### Selection

━━━━━━━━━━━━━━━━

Next week Connecticut parents will see the third installment of the child tax credit.
House Speaker Nancy Pelosi stopped by Goodwin University on her way to Massachusetts to talk about what else they want to do to help children and families.
“It was either I’m going to pay this bill or buy some supplies and be without power,” Carmen Rodriguez of Hartford said.
Rodriguez has nine grandchildren. She’s raising five on her own, a year after her son was shot and killed.
“This just helped so much so we don’t have to put aside a bill and worry about a shutoff notice,” she said.
She bought iPads and school supplies to help her grandkids catch up with their education.
“The child tax credit is money in the pockets for families to meet their needs whatever they are for their children,” Pelosi said.
Pelosi says in the reconciliation bill they have hundreds of billions of dollars for child care tax credits.
This year the federal government did something different with the child tax credit and decided to start making payments in advance of tax season.

━━━━━━━━━━━━━━━━

[Stored data entries]
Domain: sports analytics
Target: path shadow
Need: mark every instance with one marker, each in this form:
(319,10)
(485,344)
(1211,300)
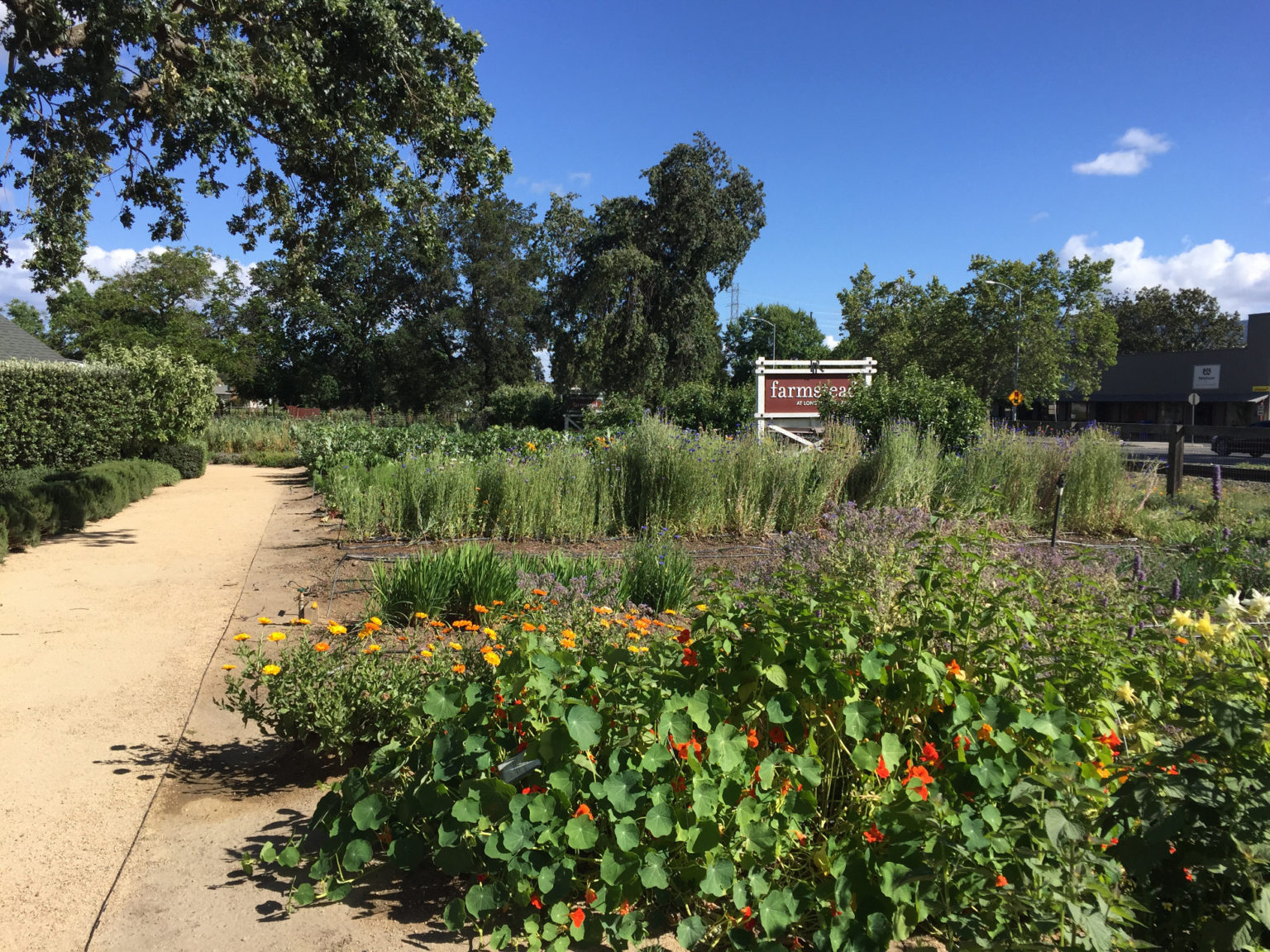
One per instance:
(235,771)
(417,897)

━━━━━━━━━━━━━━━━

### Tasks to carry out
(a) According to the child tax credit article, how many of her grandchildren is Carmen Rodriguez raising on her own?
(b) Rename "instance" to "occurrence" throughout the stored data entries and write those entries out again with nothing else changed, leaving out the picture.

### Solved tasks
(a) She is raising five of her nine grandchildren on her own.

(b)
Domain: sports analytics
Target: path shadow
Need: mark every occurrence with one marker, each in this form:
(319,10)
(485,344)
(1211,300)
One per occurrence:
(235,771)
(417,897)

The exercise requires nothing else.